Tarefa a realizar => Retome o texto sobre o acesso dos requerentes aos tribunais a partir do ponto em que termina.

Excerto da fonte =>
Em nome da celeridade, tentou impedir-se o acesso de grande parte dos requerentes ao juiz (no caso dos procedimentos acelerados, criados em 1993) ou fixar um prazo de 72 horas para os tribunais administrativos decidirem se a decisão de inadmissibilidade do SEF de um pedido apresentado no posto de fronteira deveria manter-se ou se a respetiva impugnação deveria julgar-se procedente (prazo previsto na lei de 2008, entretanto alterada, e que – tanto quanto sabemos – nunca foi cumprido por nenhum tribunal administrativo no tempo em que esteve em vigor).
Ao nível da União Europeia – que assume, hoje, o papel de grande legisladora nesta matéria –, tentou criar-se uma via de acesso aos tribunais que conciliasse aquelas exigências de celeridade com o respeito devido aos direitos dos requerentes. A fórmula encontrada – e vertida na Diretiva Procedimentos de 2013 – foi a seguinte: recurso efetivo, que inclua a análise exaustiva e ex nunc da matéria de facto e de direito, prazos razoáveis e outras regras necessárias para o requerente exercer o seu direito de recurso. Os Estados-Membros devem autorizar os requerentes a permanecer no território até ao termo do prazo em que podem exercer o seu direito a um recurso efetivo ou, quando este direito tenha sido exercido dentro do prazo, enquanto aguardam o resultado do recurso – artigo 46.°, números 3, 4 e 5, da Diretiva 2013/32/UE.

(Registos de dados armazenados)
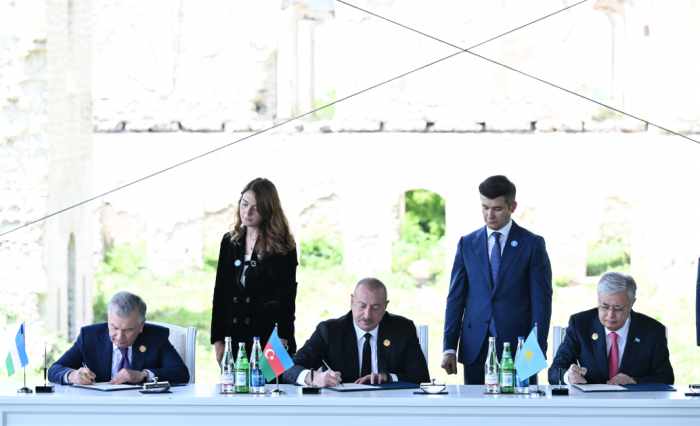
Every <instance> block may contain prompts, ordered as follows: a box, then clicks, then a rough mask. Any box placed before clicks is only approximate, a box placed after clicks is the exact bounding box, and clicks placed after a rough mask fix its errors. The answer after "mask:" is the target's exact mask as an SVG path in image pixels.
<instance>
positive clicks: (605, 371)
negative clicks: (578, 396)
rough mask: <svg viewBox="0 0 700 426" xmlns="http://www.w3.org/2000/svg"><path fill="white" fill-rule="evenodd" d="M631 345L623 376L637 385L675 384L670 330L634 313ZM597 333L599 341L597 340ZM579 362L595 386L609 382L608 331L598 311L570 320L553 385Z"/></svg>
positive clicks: (587, 378)
mask: <svg viewBox="0 0 700 426" xmlns="http://www.w3.org/2000/svg"><path fill="white" fill-rule="evenodd" d="M630 315H631V316H632V319H631V320H630V329H629V333H628V334H627V343H625V350H624V352H623V353H622V362H621V363H620V370H619V372H620V373H623V374H626V375H628V376H630V377H632V378H633V379H634V381H635V382H637V383H665V384H667V385H672V384H673V367H671V361H670V360H669V358H668V345H667V342H666V329H665V327H664V325H663V324H661V323H660V322H658V321H656V320H655V319H653V318H649V317H648V316H646V315H644V314H640V313H638V312H634V311H632V313H631V314H630ZM593 333H596V334H598V339H596V340H593V338H592V337H591V336H593ZM577 359H578V360H579V362H580V363H581V367H586V368H587V369H588V372H587V373H586V376H585V379H586V381H587V382H588V383H591V384H604V383H606V382H607V381H608V374H609V373H608V351H607V346H606V344H605V328H604V327H603V324H601V322H600V320H599V319H598V309H597V308H593V309H591V310H588V311H583V312H579V313H578V314H575V315H572V316H571V318H570V319H569V326H568V328H567V329H566V337H564V341H563V342H562V344H561V346H560V347H559V350H558V351H557V355H556V357H555V358H554V362H552V366H551V367H550V368H549V383H550V384H558V383H559V368H560V367H561V369H562V375H563V374H564V372H565V371H566V370H568V369H569V367H570V366H571V365H572V364H576V360H577Z"/></svg>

Caixa de resposta =>
A parte mais obscura da fórmula é a que se refere à análise exaustiva e ex nunc da matéria de facto e de direito. Sobre ela já se pronunciaram vários Acórdãos do Tribunal de Justiça da União Europeia, mas o seu alcance ainda continua a suscitar muitas dúvidas e a originar muitos reenvios prejudiciais ao Tribunal de Luxemburgo. Nestes processos, a dificuldade de conciliação destas exigências com as práticas próprias de cada Estado e de cada sistema judicial tem ficado evidenciada.
Em Portugal, não se tem discutido muito o impacto de tais normas e o desafio que elas representam para os nossos tribunais. A lei portuguesa que transpõe a Diretiva não se refere àquela exigência e limita-se a garantir o efeito suspensivo automático da impugnação judicial. Como estarão os tribunais portugueses (em particular, os de primeira instância) a interpretar o que exige uma análise exaustiva e ex nunc da matéria de facto e de direito? É questão à qual não conseguimos dar resposta.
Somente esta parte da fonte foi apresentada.